A three-year social partnership agreement could still be on the cards, despite the proposed 18-month deal on pay and other issues.
In a letter to representatives of the community and voluntary sector this week, the Taoiseach, Mr Ahern, said he envisaged a three-year agreement.
The pay deal already proposed would form part of such an agreement, but would have to be renegotiated at the half-way point.
Community and voluntary groups, who resumed negotiations with the Government yesterday, have yet to decide whether to pursue a shorter or longer deal.
Ms Frances Byrne of the Community Platform, which received the letter from Mr Ahern, said one disadvantage of an 18-month agreement would be that it would cover just one Budget.
On the other hand, the wider terms of a three-year agreement could "get lost or be dropped" in the event of a new pay deal in 18 months.
The platform would be holding discussions among its 26 member organisations before reaching a position on the matter, she said.
Ms Byrne said adequate incomes for all and improved social infrastructure, including social housing, would be priorities for the Community Platform in talks.
The proposed provision of 10,000 affordable houses, part of the deal worked out at the weekend, was welcome, she said, but it did not help those who were on housing lists or were homeless.
"It does nothing for people who cannot afford a house at all and our concern is that the 'affordable housing' element will be at the expense of social housing."
In separate partnership talks yesterday, farm leaders told Government officials that they expected the same degree of attention to their problems as unions and employers had received at the weekend.
The proposed pay deal, comprising a 7 per cent increase in phases over 18 months, followed the intervention of Mr Ahern and senior Cabinet colleagues.
An Irish Farmers' Association spokesman said farmers had not been "treated properly" by the partnership process to date.
The Government would have to "engage seriously" with them if farmers were to sign up to an agreement.
The IFA president, Mr John Dillon, said the resumption of talks provided an "ideal vehicle" to address the low-income situation in farming, if there was "sufficient political commitment from the Government to grasp the opportunity".
A commitment by the Government to provide the necessary financial resources was essential to secure an agreement, he said.
Talks with all four social partners - the farmers, community and voluntary sector, unions and employers - will continue through next week, with a view to having an agreement in place within about 10 days.
□ □ □ □ □ □ □
- _Task description_: Can you pick up the news report on Ireland's social partnership talks from its final sentence and carry it on? The rows have no connection to the article on the partnership talks.

(Stored data entries)
□ □ □ □ □ □ □
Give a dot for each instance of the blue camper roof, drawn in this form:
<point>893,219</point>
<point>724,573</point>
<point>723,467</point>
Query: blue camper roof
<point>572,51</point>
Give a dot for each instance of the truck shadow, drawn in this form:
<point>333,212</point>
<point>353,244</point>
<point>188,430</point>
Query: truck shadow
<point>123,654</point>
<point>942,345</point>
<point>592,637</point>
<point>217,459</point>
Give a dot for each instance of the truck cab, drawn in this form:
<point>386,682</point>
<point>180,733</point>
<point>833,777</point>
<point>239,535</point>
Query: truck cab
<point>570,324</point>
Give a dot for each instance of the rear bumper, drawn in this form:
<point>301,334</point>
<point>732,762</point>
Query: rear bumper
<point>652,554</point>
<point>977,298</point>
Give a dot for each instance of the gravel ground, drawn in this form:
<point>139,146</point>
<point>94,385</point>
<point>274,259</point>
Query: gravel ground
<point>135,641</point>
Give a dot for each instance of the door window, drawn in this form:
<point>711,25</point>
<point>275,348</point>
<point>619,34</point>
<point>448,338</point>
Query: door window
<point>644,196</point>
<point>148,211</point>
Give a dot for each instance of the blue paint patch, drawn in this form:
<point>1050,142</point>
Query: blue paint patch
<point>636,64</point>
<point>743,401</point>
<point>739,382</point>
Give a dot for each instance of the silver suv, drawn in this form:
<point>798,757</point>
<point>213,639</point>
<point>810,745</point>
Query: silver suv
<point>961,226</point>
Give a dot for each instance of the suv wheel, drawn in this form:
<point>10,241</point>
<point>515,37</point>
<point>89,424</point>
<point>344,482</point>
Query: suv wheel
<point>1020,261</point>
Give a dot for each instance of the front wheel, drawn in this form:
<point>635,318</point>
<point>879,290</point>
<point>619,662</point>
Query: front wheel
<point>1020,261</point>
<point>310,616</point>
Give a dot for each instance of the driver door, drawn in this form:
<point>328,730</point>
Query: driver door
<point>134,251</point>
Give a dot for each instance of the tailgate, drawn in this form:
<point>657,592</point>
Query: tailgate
□ □ □ □ □ □ □
- _Answer to the exercise_:
Talks on a programme of modernisation and change in the public service, to which unions must agree before the benchmarking increases are paid in full, were continuing yesterday.
Mark Brennock adds: The Fine Gael leader, Mr Enda Kenny, has said that the full benchmarking payments to public servants must only be made if there is agreement to set clear targets for the improvement of public services.
Fine Gael was demanding value not only from the money spent on public services but from the people appointed to manage them, he said.
Speaking to Dundalk Chamber of Commerce yesterday, Mr Kenny said record Government spending in many areas over the last five years had brought "no visible improvement in services".
He claimed the Government was a stranger to the concept of value for money or efficiency. "The new pay/partnership agreement proposes to implement the full increases contained in the benchmarking report.
"This must be linked to clear targets for performance, accountability, evaluation and delivery of quality services."
Referring to recent protests by farmers and bus workers, he said that as more sections of society protest, the Government would learn "the sobering lesson of cause and effect.
"When you buy an election, when you buy that most precious symbol of democracy, the vote, you pay the price."
He said that in the area of health, what was required was the appointment of more medical personnel such as doctors, nurses, midwives, anaesthetists, radiographers, physiotherapists, speech therapists and language therapists.
Instead, the Government had provided "40 per cent more managers and a greater number of health boards," the Fine Gael leader said.